**Aim of the task:**
Only the lines from the one with "I bet you can't find the church" to the end of the data below should be returned, each exactly as it stands.
-- Recorded information follows --
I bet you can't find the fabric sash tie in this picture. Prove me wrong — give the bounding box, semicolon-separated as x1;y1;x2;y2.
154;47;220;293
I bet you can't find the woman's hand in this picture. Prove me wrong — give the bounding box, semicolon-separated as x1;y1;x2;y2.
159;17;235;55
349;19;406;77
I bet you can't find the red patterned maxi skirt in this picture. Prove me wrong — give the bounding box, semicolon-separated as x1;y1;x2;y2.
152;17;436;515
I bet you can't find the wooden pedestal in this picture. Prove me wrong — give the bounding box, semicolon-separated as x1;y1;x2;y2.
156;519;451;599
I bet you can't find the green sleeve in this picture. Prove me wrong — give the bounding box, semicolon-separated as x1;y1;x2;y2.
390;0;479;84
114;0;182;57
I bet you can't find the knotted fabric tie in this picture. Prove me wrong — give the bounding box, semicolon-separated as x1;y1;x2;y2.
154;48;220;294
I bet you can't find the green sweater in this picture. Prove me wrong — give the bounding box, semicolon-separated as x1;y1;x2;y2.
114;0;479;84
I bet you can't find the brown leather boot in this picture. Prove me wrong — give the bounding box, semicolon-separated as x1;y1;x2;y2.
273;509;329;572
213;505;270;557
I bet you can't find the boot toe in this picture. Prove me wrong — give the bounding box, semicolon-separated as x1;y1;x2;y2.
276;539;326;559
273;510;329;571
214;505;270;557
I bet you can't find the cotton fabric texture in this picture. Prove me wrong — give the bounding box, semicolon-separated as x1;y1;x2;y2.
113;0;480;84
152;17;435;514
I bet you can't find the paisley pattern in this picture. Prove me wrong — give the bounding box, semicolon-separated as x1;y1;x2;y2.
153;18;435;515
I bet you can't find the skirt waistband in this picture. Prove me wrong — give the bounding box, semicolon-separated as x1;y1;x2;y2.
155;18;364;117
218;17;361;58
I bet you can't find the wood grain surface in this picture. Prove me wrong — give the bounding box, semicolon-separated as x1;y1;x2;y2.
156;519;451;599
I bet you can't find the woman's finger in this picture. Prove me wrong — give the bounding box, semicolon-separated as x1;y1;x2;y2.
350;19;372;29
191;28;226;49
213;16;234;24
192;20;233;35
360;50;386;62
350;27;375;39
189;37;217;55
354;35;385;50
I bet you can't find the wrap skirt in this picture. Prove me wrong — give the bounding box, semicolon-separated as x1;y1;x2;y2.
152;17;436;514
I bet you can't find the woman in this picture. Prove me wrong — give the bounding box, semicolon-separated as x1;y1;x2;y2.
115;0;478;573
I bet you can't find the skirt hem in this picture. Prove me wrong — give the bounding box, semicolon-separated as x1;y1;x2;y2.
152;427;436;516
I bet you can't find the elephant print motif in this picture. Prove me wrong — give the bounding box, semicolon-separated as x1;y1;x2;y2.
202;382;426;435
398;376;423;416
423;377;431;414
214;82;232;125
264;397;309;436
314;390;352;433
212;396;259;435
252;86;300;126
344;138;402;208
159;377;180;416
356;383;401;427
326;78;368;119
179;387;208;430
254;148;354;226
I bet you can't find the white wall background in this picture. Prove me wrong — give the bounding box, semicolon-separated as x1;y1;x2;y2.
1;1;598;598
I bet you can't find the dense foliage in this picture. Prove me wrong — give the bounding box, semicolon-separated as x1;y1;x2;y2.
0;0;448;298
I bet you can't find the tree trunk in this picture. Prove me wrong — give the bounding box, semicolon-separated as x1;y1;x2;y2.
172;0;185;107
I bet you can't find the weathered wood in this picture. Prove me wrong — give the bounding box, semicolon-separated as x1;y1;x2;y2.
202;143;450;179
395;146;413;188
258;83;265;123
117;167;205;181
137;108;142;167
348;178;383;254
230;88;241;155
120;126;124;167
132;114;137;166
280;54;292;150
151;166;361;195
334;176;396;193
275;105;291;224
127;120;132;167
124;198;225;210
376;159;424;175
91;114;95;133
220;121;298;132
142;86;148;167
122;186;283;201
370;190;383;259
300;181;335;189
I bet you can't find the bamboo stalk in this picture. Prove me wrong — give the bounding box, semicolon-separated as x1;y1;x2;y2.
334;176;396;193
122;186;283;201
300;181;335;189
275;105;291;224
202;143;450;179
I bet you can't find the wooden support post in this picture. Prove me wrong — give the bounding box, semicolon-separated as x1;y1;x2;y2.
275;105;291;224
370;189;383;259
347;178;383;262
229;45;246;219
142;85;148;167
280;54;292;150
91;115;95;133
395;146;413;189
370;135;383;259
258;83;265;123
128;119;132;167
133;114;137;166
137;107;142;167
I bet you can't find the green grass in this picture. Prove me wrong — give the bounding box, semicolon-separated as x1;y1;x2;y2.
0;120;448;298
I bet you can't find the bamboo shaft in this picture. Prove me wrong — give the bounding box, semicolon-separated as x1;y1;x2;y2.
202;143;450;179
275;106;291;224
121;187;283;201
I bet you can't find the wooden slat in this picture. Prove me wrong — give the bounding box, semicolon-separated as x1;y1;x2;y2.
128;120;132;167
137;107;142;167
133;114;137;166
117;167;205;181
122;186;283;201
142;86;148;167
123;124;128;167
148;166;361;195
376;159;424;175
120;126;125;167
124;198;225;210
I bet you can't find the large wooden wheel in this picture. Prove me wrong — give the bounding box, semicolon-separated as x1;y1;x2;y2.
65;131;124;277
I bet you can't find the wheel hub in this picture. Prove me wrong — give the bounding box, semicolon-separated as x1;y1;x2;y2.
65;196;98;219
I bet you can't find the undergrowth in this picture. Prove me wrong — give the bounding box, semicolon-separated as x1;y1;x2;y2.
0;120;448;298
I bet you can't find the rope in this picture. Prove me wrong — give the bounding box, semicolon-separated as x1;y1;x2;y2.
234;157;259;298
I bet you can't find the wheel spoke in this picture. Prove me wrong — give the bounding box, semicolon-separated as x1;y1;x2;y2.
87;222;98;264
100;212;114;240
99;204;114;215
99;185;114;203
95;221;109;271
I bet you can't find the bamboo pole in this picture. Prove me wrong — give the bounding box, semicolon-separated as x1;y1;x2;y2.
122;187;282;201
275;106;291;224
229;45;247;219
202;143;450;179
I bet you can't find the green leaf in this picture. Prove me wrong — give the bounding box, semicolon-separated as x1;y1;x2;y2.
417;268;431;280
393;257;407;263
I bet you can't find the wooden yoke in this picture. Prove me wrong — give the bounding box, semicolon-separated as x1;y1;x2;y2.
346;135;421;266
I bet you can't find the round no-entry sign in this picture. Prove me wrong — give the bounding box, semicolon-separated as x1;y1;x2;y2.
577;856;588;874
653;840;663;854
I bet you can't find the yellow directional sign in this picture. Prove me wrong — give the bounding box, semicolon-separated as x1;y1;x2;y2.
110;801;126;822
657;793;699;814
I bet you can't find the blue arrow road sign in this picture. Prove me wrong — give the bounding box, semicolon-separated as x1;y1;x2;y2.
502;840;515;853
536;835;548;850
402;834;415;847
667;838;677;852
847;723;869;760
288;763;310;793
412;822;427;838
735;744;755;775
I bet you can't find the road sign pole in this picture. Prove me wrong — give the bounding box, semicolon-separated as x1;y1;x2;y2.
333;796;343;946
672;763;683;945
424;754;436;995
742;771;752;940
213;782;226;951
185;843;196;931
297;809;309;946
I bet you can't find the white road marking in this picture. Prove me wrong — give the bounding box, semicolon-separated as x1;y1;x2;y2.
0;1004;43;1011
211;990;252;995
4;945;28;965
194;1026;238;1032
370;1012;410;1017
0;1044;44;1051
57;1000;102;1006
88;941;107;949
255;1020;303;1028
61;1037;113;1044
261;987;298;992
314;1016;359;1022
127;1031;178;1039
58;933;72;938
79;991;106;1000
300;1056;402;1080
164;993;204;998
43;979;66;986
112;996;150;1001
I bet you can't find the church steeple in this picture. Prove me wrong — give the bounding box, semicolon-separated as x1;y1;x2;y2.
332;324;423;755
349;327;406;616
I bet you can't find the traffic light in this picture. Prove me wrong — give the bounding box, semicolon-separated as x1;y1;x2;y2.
-- Recorded information concluded --
**Task solution:**
I bet you can't find the church steeple in this picture. Prove me wrong — give the bounding box, semicolon-separated as x1;y1;x2;y2.
332;324;423;755
349;327;406;616
I bet you can't find the traffic light in this picture. Prove me wrong — give the bounding box, semicolon-separated as x1;y1;x2;y2.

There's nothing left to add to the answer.